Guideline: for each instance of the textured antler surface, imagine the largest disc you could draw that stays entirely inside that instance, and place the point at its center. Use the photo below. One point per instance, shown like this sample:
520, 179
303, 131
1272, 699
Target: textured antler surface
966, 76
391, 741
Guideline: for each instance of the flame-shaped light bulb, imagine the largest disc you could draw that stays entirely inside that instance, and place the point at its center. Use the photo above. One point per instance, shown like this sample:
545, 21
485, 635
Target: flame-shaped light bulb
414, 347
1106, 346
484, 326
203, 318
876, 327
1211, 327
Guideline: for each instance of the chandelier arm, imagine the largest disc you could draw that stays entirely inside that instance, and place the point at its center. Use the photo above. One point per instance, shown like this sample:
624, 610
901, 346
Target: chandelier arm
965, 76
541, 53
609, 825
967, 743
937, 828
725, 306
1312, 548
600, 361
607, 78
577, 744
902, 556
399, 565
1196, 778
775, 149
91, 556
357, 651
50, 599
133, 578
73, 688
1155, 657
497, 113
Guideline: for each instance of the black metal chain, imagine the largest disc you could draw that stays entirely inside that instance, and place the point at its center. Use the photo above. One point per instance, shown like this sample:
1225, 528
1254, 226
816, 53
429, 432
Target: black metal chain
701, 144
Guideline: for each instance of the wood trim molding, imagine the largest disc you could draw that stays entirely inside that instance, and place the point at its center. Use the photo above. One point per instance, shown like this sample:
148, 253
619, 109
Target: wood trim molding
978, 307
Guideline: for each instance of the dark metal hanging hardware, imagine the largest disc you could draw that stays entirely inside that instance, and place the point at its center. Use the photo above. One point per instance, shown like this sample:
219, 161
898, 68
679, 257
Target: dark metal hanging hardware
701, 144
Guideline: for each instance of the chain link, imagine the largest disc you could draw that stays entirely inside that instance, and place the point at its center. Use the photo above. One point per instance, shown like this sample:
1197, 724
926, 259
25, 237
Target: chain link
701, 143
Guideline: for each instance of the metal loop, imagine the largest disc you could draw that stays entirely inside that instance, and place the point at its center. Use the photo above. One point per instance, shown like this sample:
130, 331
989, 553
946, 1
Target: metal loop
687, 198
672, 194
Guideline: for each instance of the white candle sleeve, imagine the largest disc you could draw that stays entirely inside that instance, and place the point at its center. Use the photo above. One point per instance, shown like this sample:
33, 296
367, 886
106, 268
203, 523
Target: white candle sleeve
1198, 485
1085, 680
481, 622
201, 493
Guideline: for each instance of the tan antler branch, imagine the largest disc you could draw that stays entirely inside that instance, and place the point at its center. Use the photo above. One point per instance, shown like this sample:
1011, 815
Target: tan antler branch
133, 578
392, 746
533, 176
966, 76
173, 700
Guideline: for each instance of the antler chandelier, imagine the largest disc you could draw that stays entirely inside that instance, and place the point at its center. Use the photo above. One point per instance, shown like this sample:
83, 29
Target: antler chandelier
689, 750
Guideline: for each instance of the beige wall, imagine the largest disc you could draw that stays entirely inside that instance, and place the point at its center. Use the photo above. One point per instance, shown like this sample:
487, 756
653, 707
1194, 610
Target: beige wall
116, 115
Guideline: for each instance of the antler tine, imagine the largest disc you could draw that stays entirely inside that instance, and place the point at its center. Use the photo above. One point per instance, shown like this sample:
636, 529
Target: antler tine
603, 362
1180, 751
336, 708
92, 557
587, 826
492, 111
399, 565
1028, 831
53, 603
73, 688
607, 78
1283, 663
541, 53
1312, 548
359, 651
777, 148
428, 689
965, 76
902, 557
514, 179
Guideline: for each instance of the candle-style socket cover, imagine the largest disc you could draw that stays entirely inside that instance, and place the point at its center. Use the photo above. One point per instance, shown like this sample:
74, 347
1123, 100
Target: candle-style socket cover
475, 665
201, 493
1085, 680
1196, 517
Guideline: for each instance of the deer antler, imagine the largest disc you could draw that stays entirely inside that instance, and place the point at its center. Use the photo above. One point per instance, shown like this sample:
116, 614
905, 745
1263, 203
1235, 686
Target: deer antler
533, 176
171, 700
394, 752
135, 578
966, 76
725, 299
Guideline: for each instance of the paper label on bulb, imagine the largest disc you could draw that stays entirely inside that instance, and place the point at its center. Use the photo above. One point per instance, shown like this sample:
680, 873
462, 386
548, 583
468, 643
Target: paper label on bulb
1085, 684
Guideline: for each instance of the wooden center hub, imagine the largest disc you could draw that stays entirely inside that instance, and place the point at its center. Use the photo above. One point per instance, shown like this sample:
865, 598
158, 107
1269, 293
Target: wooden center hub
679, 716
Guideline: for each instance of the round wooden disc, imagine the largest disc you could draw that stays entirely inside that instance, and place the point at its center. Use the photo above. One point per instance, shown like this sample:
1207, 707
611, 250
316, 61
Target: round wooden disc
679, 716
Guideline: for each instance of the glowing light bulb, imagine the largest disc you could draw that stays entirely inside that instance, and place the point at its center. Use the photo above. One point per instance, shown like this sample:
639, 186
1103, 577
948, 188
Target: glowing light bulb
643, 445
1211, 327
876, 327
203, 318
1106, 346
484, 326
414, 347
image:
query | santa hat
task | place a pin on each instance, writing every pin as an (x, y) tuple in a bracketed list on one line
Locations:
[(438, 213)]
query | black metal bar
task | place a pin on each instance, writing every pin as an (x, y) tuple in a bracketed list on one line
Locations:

○ ○ ○

• [YOUR TASK]:
Your answer should be one number: how many lines above include the word "query".

• [REPLY]:
2